Records:
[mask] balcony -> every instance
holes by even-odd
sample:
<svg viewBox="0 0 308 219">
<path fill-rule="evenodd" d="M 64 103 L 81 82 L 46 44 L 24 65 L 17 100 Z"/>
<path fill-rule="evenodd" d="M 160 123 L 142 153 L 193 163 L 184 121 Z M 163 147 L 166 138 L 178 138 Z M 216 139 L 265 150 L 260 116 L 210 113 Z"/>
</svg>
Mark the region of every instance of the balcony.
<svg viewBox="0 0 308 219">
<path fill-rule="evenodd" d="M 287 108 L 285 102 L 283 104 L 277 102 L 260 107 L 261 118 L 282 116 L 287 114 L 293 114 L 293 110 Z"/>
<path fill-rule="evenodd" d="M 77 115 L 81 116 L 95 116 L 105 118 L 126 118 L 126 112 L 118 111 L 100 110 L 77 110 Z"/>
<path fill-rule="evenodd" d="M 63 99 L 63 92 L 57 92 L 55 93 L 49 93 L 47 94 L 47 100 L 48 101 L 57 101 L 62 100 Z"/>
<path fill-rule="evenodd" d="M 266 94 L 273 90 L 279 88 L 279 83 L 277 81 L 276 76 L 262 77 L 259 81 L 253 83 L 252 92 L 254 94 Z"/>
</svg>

Exercise requirements: Copy every line of the items above without changing anything.

Solution for this problem:
[mask] balcony -> every instance
holes by even-odd
sample:
<svg viewBox="0 0 308 219">
<path fill-rule="evenodd" d="M 64 103 L 81 82 L 46 44 L 24 65 L 17 100 Z"/>
<path fill-rule="evenodd" d="M 160 123 L 142 153 L 193 163 L 184 121 Z M 163 147 L 166 138 L 178 138 Z M 216 139 L 265 150 L 260 116 L 210 113 Z"/>
</svg>
Mark the region of every instance of the balcony.
<svg viewBox="0 0 308 219">
<path fill-rule="evenodd" d="M 287 108 L 285 102 L 283 104 L 277 102 L 260 107 L 261 118 L 282 116 L 287 114 L 293 114 L 293 110 Z"/>
<path fill-rule="evenodd" d="M 77 115 L 81 116 L 95 116 L 105 118 L 126 118 L 126 112 L 118 111 L 100 110 L 77 110 Z"/>
<path fill-rule="evenodd" d="M 63 99 L 63 92 L 57 92 L 55 93 L 49 93 L 47 94 L 47 100 L 48 101 L 57 101 L 62 100 Z"/>
<path fill-rule="evenodd" d="M 266 94 L 273 90 L 279 88 L 279 83 L 277 81 L 276 76 L 262 77 L 259 81 L 253 83 L 252 92 L 254 94 Z"/>
</svg>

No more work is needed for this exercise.